Work to do:
• a. Return the passage of the 2019 movie roundup from "It’s hard to" to "throughout the year.", copied word for word.
• b. According to the 2019 movie roundup, what accounts for much of the success of "Always Be My Maybe"? Answer in one to three sentences.

Reading text:

It’s hard to believe but 2019 is more than halfway over. Which means that we should pause and take stock. This year’s film conversation has largely been defined by massive blockbusters like “Avengers: Endgame,” which is okay considering how great the movie is, but there are just as many independent movies and smaller studio fare that deserve your love, attention, and fervent Twitter debate. So without further ado, we run down the very best movies of 2019. And don’t worry, we’ll update periodically throughout the year.

‘Always Be My Maybe’

In what is arguably Netflix’s greatest romantic comedy (sorry, “Set It Up”), Ali Wong and Randall Park star as two friends who briefly became lovers, quickly lose touch and reconnect much, much later (with appropriately awkward results). Much of the success of the film has to do with the leads’ chemistry (they also co-wrote the screenplay with Michael Golamco) and Nahnatchka Khan’s delicate direction, which never loses its edge and emphasis on socioeconomic specificity, even when it gets very, very cute. (There are even some stylistic flourishes! In a mainstream rom-com!) And obviously Keanu Reeves should get a Best Supporting Actor Oscar nomination for his brief turn as an exaggerated version of himself. Rarely is he allowed to be this funny and this outré and seeing him do both feels like, if not a revelation, then a rediscovery. “Always Be My Maybe” is refreshingly earnest and quietly revolutionary, a movie you never knew you needed until you watch it.

‘Apollo 11’

A deeply beautiful and optimistic documentary, “Apollo 11” recounts the first manned mission to the moon using only archival footage (much of it seen for the first time) and audio (including candid statements from the astronauts themselves). Soaking in every detail from the period, from the rivets on the rocket’s engines to the design of the Coca-Cola cans onlookers were sipping on as they watched the launch, it’s impossible to not get swept up in the spirit not of conquest but of scientific discovery and utopian ambition. The space race might have been a largely political construct, but it was still, as this documentary brilliantly expresses, quite an adventure.

Dataset content:
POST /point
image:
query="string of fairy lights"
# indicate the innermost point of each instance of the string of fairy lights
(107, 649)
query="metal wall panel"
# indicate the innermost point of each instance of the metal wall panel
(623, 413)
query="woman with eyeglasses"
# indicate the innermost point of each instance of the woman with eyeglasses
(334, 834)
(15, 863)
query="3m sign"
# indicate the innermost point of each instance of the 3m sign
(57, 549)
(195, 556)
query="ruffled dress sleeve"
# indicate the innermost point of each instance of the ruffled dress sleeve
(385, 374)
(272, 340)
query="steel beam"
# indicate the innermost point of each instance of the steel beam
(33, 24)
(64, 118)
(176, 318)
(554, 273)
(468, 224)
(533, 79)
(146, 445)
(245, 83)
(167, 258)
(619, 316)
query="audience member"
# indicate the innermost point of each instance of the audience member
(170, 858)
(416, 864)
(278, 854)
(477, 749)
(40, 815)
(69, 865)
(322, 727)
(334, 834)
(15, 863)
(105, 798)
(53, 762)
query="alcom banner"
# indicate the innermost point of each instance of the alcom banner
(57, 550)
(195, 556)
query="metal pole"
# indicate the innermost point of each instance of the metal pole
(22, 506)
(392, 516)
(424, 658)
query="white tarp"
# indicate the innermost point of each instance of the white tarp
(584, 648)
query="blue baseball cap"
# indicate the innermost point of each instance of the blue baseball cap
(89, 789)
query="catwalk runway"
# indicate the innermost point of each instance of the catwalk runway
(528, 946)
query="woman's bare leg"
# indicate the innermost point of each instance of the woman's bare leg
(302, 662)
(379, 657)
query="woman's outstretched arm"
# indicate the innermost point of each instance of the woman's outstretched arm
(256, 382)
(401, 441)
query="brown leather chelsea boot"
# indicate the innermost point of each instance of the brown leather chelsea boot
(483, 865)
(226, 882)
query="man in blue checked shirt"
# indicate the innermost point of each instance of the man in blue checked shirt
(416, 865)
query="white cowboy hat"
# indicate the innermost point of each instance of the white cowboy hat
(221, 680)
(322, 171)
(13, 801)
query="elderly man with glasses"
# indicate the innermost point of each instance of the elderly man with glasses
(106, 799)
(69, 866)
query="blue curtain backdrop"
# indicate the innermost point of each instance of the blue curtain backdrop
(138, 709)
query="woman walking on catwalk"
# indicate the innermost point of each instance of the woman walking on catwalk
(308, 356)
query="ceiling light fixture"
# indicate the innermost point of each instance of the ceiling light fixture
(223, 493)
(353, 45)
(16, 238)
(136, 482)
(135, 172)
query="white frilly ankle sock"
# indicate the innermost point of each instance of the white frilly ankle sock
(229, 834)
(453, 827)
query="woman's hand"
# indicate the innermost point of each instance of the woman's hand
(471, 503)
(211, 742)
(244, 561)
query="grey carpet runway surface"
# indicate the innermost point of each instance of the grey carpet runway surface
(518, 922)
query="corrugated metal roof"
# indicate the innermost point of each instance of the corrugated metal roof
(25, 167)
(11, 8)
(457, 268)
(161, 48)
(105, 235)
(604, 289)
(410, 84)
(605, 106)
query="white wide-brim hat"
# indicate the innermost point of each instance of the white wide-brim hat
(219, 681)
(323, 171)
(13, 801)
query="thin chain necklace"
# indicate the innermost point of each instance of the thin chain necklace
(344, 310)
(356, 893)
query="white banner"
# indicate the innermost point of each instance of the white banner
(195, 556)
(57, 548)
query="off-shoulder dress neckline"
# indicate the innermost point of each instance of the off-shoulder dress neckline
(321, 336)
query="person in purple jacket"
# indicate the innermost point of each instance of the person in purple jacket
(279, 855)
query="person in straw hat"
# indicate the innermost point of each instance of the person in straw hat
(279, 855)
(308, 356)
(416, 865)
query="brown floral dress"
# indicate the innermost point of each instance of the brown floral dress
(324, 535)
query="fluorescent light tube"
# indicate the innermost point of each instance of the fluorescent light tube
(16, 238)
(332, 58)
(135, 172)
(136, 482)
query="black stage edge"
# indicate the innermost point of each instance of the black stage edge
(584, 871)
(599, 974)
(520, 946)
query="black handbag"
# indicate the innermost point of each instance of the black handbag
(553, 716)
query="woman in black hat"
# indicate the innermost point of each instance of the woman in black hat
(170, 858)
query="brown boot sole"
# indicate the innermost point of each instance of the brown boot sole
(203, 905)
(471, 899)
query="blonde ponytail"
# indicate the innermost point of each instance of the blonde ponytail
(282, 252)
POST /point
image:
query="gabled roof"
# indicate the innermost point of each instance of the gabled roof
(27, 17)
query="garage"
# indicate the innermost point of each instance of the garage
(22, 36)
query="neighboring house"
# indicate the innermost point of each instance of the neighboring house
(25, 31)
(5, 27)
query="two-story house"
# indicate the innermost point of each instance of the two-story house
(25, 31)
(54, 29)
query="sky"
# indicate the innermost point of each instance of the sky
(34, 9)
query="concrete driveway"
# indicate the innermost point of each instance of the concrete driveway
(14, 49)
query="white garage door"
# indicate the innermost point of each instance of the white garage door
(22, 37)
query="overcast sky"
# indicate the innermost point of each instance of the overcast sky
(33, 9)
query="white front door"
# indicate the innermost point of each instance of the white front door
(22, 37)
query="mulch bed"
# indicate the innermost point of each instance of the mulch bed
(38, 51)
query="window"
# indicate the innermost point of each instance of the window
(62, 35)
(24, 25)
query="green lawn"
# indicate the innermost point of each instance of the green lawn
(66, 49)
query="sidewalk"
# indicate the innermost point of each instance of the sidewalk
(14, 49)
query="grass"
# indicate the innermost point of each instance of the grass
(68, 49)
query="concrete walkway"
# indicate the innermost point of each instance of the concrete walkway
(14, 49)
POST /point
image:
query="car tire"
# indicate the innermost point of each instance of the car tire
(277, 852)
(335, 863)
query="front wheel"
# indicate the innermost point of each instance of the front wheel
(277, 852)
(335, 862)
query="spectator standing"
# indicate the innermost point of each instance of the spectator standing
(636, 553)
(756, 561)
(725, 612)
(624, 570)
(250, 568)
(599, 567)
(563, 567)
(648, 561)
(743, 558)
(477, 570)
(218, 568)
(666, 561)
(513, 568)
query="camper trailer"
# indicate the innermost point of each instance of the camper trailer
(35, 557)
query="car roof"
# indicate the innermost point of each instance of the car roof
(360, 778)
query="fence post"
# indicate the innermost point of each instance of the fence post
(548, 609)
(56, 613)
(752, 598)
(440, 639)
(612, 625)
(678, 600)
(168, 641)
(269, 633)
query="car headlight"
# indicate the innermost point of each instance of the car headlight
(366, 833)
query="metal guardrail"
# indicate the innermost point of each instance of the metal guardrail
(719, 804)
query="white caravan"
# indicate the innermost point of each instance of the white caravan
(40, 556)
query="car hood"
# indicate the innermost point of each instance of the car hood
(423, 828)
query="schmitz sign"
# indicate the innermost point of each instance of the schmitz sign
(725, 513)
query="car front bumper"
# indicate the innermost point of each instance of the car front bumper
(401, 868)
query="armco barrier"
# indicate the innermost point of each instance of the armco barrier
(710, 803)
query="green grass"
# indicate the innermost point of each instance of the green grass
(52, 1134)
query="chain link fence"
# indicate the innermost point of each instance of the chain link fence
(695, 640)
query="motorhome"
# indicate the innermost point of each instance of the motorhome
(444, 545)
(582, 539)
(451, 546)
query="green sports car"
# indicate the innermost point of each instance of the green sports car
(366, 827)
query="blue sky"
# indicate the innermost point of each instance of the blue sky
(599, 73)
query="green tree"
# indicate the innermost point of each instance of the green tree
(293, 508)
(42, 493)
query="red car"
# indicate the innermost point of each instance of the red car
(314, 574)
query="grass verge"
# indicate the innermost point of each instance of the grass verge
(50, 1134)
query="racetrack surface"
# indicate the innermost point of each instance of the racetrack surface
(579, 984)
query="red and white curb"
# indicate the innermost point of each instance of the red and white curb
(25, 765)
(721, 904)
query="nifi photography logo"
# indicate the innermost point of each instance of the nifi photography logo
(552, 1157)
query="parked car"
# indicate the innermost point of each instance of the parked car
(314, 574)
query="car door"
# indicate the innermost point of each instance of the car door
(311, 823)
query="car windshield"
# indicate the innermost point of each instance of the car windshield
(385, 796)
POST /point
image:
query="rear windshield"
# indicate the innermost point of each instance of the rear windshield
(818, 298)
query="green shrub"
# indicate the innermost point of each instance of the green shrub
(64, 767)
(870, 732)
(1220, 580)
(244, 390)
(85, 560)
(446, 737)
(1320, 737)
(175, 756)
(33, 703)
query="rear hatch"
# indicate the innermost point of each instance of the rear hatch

Results of the tasks:
• a.
It’s hard to believe but 2019 is more than halfway over. Which means that we should pause and take stock. This year’s film conversation has largely been defined by massive blockbusters like “Avengers: Endgame,” which is okay considering how great the movie is, but there are just as many independent movies and smaller studio fare that deserve your love, attention, and fervent Twitter debate. So without further ado, we run down the very best movies of 2019. And don’t worry, we’ll update periodically throughout the year.

• b. Much of its success comes from the chemistry between leads Ali Wong and Randall Park, who also co-wrote the screenplay with Michael Golamco. It also comes from Nahnatchka Khan's delicate direction, which never loses its edge and emphasis on socioeconomic specificity, even when the film gets very cute.